===== Text
A detached mount is created via the OPEN_TREE_CLONE flag. It is a
separate new mount so "previously mounted" is not applicable.
A detached mount is _related_ to what the MS_BIND flag gives you with
mount(2). However, they differ conceptually and technically. A MS_BIND
mount(2) is always visible in the fileystem when mount(2) returns, i.e.
it is discoverable by regular path-lookup starting within the
filesystem.

However, a detached mount can be seen as a split of MS_BIND into two
distinct steps:
1. fd_tree = open_tree(OPEN_TREE_CLONE): create a new mount
2. move_mount(fd_tree, <somewhere>):     attach the mount to the filesystem

1. and 2. together give you the equivalent of MS_BIND.
In between 1. and 2. however the mount is detached. For the kernel
"detached" means that an anonymous mount namespace is attached to it
which doen't appear in proc and has a 0 sequence number (Technically,
there's a bit of semantical argument to be made that "attached" and
"detached" are ambiguous as they could also be taken to mean "does or
does not have a parent mount". This ambiguity e.g. appears in
do_move_mount(). That's why the kernel itself calls it an "anonymous
mount". However, an OPEN_TREE_CLONE-detached mount of course doesn't
have a parent mount so it works.).

For userspace it's better to think of detached and attached in terms of
visibility in the filesystem or in a mount namespace. That's more
straightfoward, more relevant, and hits the target in 90% of the cases.

However, the better and clearer picture is to say that a
OPEN_TREE_CLONE-detached mount is a mount that has never been
move_mount()ed. Which in turn can be defined as the detached mount has
never been made visible in a mount namespace. Once that has happened the
mount is irreversibly an attached mount.

I keep thinking that maybe we should just say "anonymous mount"
everywhere. So changing the wording to:

[...]
EINVAL The mount that is to be ID mapped is not an anonymous mount; that is, the mount has already been visible in a mount namespace.
[...]

[...]
The mount must be an anonymous mount; that is, it must have been created by calling open_tree(2) with the OPEN_TREE_CLONE flag and it must not already have been visible in a mount namespace, i.e. it must not have been attached to the filesystem hierarchy with syscalls such as move_mount() syscall.
[...]

(I'm using the formulation "with syscalls such as move_mount()" to
future proof this. :)).

> 
> >>>              already visible in the filesystem.
> >>>
> 
> [...]
> 
> >>>       EPERM  An already ID-mapped mount was supposed to be ID
> >>>              mapped.
> >>
> >> ???
> >> Better:
> >>     An attempt was made to add an ID mapping to a mount that is already
> >>     ID mapped.
> > 
> > Sounds good.
> > 
> >> ?
> 
> Done.
> 
> [...]
> 
> >>>   NOTES
> >>>   ID-mapped mounts
> >>>       Creating an ID-mapped mount makes it possible to change the
> >>>       ownership of all files located under a mount.  Thus, ID-
> >>>       mapped mounts make it possible to change ownership in a
> >>>       temporary and localized way.  It is a localized change
> >>>       because ownership changes are restricted to a specific mount.
> >>
> >> ???
> >> Would it be clearer to say something like:
> >>
> >>     It is a localized change because ownership changes are
> >>     visible only via a specific mount.
==========
**Problem set**
1 > Transcribe the text on detached mounts from "I keep thinking" up to and including "as move_mount() syscall.".
2 > In the text on detached mounts, what does the kernel itself call a detached mount?
3 > Resume the text on detached mounts from the point where it stops.
===== Provided material
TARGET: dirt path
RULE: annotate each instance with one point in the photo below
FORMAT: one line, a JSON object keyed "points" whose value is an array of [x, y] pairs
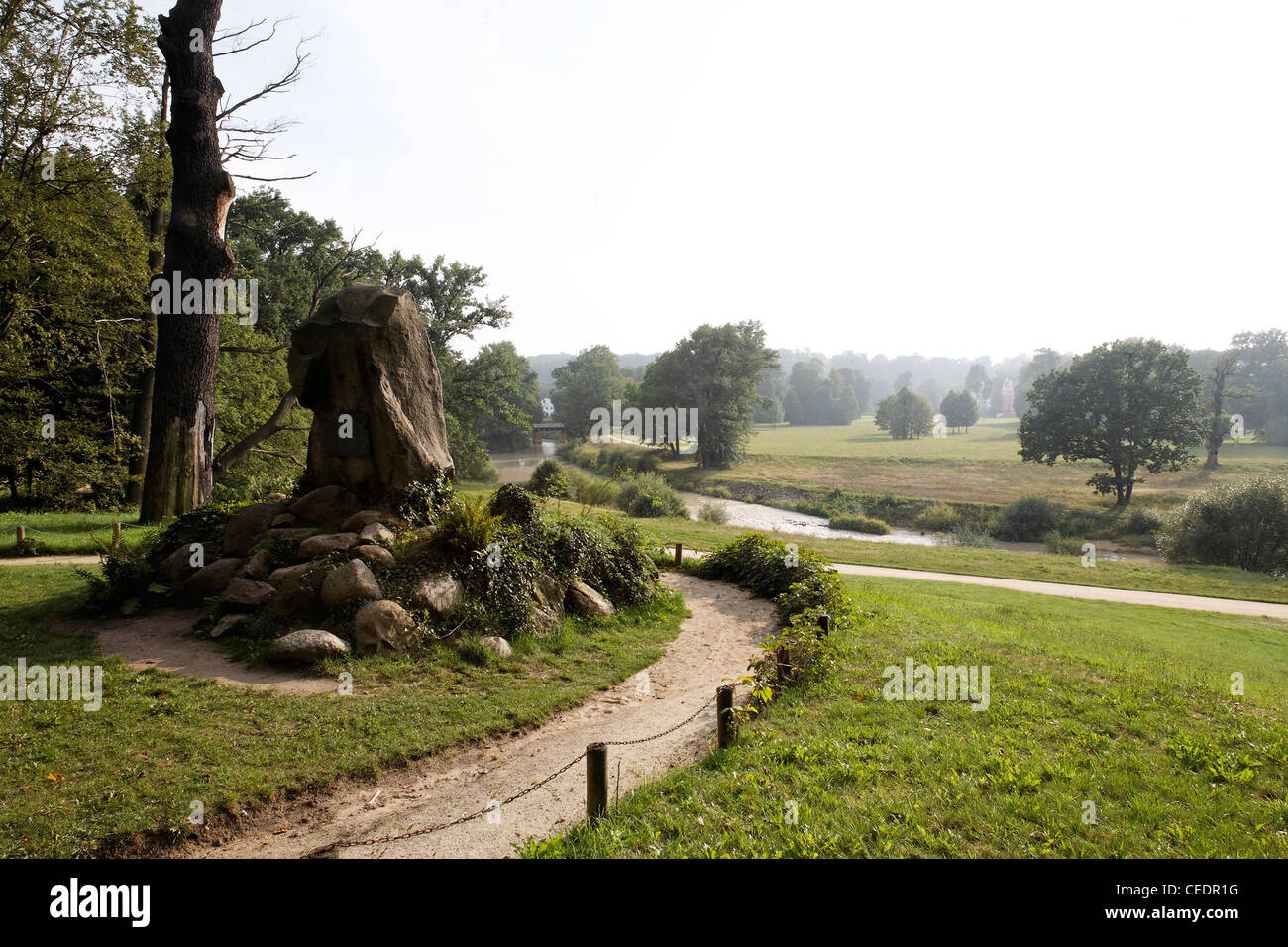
==========
**Task-by-task results**
1 >
I keep thinking that maybe we should just say "anonymous mount"
everywhere. So changing the wording to:

[...]
EINVAL The mount that is to be ID mapped is not an anonymous mount; that is, the mount has already been visible in a mount namespace.
[...]

[...]
The mount must be an anonymous mount; that is, it must have been created by calling open_tree(2) with the OPEN_TREE_CLONE flag and it must not already have been visible in a mount namespace, i.e. it must not have been attached to the filesystem hierarchy with syscalls such as move_mount() syscall.

2 > An "anonymous mount."

3 >
> >> ?
> > 
> > Sounds good.
> 
> Done.
> 
> [...]
> 
> >>>       The following conditions must be met in order to create an
> >>>       ID-mapped mount:
> >>>
> >>>       •  The caller must have the CAP_SYS_ADMIN capability in the
> >>>          initial user namespace.
> >>>
> >>>       •  The filesystem must be mounted in the initial user
> >>>          namespace.
> >>
> >> ???
> >> Should this rather be written as:
> >>  
> >>      The filesystem must be mounted in a mount namespace 
> >>      that is owned by the initial user namespace.
> > 
> > Sounds good.
> 
> Done.
> 
> >>>       •  The underlying filesystem must support ID-mapped mounts.
> >>>          Currently, the xfs(5), ext4(5), and FAT filesystems
> >>>          support ID-mapped mounts with more filesystems being
> >>>          actively worked on.
> >>>
> >>>       •  The mount must not already be ID-mapped.  This also
> >>>          implies that the ID mapping of a mount cannot be altered.
> >>>
> >>>       •  The mount must be a detached/anonymous mount; that is, it
> >>
> >> ???
> >> See the above questionon "detached" vs "anonymous"
> > 
> > Yes, please use "detached" only.
> 
> Done.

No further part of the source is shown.